■ Supplied entries:

# # #

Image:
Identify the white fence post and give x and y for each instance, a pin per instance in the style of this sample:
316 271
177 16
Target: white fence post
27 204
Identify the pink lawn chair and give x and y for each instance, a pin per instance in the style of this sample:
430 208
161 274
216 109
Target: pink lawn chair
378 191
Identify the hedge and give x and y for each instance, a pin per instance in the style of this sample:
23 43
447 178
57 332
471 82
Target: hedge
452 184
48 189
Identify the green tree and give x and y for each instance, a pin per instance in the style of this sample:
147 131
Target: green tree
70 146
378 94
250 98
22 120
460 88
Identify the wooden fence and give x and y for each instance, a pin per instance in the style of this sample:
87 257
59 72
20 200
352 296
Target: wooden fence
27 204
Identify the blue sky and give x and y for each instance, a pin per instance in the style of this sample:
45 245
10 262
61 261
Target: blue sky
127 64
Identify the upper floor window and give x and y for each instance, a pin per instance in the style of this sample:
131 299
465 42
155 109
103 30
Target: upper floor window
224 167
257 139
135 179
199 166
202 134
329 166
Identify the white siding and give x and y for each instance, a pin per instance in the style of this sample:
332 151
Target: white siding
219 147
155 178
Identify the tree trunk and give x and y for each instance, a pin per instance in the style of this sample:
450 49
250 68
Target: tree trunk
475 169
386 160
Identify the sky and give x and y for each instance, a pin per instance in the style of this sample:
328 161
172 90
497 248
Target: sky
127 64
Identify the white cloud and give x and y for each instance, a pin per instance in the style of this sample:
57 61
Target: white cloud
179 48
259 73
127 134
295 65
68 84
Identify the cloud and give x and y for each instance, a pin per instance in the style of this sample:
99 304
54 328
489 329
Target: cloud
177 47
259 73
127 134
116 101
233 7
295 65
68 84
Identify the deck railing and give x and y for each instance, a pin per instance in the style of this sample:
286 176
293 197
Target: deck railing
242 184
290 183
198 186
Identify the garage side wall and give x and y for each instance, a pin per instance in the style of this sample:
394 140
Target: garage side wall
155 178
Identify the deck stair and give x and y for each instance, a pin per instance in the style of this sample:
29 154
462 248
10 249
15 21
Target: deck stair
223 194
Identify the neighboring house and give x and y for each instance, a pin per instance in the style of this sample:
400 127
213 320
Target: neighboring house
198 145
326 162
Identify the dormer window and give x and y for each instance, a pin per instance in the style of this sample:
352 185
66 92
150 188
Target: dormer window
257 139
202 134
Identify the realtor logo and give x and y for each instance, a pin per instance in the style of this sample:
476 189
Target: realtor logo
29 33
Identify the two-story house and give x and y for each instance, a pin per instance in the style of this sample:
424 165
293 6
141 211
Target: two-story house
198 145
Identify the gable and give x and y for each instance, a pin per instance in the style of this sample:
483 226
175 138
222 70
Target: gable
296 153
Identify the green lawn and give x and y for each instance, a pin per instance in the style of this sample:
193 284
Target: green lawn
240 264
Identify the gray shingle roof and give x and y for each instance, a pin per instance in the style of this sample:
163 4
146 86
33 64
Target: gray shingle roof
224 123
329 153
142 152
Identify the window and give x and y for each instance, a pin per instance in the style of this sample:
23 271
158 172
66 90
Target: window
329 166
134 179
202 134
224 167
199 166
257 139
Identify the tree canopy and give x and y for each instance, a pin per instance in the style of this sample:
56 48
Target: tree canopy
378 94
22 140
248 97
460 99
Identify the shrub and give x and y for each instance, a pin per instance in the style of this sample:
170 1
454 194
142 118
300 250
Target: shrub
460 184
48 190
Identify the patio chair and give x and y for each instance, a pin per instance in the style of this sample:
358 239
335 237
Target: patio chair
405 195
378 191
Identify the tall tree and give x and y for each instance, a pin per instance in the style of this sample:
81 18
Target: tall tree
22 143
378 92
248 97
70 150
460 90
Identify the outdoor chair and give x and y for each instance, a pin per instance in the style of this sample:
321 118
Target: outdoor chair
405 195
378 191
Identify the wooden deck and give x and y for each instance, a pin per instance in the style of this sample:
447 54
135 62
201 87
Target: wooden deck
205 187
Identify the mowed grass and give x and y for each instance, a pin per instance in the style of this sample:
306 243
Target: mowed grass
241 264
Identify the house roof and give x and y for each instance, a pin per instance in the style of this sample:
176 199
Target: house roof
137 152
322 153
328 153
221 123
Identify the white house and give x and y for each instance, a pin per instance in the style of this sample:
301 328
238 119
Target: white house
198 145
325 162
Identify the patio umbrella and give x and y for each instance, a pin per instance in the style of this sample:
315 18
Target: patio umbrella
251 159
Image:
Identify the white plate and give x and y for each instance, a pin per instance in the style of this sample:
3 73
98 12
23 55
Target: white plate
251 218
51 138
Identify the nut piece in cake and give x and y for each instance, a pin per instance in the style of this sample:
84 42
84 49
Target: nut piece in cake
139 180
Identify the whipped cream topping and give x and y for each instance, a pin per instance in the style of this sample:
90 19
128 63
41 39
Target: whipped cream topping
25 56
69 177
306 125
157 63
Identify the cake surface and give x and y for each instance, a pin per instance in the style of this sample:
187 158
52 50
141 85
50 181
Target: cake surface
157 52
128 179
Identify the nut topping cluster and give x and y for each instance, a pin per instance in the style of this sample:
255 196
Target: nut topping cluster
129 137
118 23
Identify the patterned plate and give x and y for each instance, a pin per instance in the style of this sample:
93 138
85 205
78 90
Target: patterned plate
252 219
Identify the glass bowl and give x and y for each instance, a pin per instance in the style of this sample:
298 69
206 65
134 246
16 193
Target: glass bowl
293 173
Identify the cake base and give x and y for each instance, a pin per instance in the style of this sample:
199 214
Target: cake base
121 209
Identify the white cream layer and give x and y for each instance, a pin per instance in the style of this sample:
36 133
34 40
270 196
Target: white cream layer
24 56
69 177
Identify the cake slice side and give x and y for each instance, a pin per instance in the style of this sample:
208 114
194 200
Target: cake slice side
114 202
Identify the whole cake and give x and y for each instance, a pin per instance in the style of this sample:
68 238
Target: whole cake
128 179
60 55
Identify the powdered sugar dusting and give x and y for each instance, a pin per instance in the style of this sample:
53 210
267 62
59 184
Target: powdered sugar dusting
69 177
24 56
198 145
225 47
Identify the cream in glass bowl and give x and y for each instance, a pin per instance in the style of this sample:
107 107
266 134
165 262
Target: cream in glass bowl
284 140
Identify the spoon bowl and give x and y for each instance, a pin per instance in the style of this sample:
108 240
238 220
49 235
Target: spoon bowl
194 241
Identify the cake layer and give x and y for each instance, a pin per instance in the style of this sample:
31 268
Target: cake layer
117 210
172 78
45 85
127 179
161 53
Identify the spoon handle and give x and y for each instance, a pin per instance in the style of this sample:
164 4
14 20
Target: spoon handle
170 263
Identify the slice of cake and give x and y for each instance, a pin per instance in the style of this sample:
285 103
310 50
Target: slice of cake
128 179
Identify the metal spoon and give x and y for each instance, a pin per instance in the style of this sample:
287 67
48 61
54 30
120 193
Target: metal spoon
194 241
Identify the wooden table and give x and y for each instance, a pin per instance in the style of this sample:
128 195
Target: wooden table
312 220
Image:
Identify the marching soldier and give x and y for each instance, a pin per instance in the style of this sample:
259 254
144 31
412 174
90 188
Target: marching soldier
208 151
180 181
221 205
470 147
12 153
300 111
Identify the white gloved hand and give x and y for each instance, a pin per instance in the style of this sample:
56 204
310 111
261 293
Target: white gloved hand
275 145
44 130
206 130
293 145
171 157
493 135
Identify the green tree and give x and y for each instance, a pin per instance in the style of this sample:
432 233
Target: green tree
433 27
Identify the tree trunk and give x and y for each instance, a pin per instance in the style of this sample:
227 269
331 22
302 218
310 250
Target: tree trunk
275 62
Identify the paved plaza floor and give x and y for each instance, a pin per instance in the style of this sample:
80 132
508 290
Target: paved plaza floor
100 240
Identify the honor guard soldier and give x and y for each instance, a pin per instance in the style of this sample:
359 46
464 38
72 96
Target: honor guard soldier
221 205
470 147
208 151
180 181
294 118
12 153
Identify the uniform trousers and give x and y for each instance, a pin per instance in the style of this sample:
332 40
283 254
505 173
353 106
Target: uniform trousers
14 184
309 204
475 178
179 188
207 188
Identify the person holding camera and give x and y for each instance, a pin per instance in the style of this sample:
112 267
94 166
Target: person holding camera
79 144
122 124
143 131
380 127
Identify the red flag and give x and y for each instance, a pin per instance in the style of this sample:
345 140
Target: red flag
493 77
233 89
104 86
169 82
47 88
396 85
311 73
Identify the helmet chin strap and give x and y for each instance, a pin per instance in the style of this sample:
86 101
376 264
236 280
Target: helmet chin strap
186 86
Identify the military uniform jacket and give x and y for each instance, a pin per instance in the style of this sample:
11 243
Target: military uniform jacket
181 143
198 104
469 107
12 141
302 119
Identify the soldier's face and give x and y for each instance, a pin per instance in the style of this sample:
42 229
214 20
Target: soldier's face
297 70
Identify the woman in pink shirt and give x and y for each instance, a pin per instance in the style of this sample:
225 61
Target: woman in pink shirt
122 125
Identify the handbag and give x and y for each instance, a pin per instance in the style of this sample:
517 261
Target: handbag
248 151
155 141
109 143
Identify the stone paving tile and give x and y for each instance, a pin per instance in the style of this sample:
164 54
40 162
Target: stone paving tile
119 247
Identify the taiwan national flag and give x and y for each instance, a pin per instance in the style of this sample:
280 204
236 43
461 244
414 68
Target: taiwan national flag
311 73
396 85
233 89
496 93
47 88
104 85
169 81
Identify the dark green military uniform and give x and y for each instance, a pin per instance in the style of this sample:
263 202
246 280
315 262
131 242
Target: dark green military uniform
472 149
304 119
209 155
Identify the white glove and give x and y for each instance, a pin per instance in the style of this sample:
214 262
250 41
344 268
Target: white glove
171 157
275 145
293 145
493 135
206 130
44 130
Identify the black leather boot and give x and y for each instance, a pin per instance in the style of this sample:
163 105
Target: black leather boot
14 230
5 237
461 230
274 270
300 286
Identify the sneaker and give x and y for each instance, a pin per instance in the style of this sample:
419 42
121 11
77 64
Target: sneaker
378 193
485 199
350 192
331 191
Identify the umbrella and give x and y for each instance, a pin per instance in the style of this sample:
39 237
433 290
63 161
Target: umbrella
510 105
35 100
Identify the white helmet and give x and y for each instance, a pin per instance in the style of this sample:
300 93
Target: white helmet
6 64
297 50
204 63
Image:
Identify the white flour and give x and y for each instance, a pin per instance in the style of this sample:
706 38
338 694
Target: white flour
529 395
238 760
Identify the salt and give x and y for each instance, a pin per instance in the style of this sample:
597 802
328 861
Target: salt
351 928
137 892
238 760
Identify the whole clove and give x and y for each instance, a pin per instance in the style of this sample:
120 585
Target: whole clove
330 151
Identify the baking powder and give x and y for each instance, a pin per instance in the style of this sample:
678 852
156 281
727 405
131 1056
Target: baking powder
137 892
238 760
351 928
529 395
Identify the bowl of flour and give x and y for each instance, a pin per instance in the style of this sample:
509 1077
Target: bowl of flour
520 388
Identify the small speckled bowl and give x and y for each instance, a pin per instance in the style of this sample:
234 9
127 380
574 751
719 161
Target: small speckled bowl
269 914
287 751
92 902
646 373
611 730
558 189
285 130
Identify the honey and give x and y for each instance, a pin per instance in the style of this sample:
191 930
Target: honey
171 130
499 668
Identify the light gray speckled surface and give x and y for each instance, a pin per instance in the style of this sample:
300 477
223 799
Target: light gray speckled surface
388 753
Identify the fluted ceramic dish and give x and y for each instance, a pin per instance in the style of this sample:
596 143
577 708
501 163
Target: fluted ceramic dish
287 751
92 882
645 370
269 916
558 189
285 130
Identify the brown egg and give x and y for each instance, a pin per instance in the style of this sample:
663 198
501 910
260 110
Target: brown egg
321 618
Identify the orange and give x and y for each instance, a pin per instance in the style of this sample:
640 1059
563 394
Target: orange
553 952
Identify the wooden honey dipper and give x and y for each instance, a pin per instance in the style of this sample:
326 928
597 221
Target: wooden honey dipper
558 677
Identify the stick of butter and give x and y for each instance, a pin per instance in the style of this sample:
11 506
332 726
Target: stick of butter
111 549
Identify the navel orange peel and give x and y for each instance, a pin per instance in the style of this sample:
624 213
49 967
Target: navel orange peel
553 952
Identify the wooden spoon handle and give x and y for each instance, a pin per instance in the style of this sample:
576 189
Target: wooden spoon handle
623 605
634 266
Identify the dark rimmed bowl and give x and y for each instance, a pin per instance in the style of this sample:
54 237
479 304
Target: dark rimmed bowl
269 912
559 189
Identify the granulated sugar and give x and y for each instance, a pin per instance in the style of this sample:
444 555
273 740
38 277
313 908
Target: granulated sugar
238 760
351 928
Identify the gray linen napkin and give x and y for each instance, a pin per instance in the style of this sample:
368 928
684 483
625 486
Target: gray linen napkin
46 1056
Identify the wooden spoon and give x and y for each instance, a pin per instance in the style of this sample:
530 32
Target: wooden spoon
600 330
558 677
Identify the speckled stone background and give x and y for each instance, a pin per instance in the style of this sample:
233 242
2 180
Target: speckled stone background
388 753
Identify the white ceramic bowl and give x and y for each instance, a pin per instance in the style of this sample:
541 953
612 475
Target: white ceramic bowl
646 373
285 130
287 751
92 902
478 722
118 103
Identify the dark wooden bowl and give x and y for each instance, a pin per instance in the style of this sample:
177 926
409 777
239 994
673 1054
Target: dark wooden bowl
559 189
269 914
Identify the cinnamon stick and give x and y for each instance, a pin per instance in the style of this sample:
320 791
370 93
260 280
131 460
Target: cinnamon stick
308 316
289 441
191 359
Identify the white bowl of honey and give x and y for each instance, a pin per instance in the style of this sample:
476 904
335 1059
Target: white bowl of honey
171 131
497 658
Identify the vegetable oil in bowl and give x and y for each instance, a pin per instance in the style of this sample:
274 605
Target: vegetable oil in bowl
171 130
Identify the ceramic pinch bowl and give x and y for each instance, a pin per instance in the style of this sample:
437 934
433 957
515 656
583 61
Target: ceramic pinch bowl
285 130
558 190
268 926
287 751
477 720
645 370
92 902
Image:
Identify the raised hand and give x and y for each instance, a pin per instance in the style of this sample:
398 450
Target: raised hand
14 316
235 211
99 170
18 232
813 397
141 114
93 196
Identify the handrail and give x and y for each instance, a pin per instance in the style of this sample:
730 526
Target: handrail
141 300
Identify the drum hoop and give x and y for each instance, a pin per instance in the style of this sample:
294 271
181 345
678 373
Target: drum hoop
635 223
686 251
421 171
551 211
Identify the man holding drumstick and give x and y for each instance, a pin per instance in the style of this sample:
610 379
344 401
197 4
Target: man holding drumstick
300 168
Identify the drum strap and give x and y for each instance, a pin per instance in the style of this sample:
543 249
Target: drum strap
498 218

# # #

■ Instruction:
With the line containing "Identify the handrail" as the first and the last line of the records as the final one, print exactly the lines in that span.

■ Result for this exercise:
Identify the handrail and give x and y for each instance, a pin per instance in the style of this sample:
730 526
Target: handrail
141 300
Identify the drum hoop and give x and y for each instance, a pin per instance in the style of this sample:
294 271
181 345
678 373
Target: drum hoop
635 223
686 251
421 171
551 211
Identify the man holding drumstick and give x and y for each instance, a pin per instance in the style of this sample:
610 379
344 401
197 4
Target: man holding drumstick
300 168
Identify the drum strap and give x and y for each instance, a pin per instance in the style of this sample:
543 249
Target: drum strap
498 218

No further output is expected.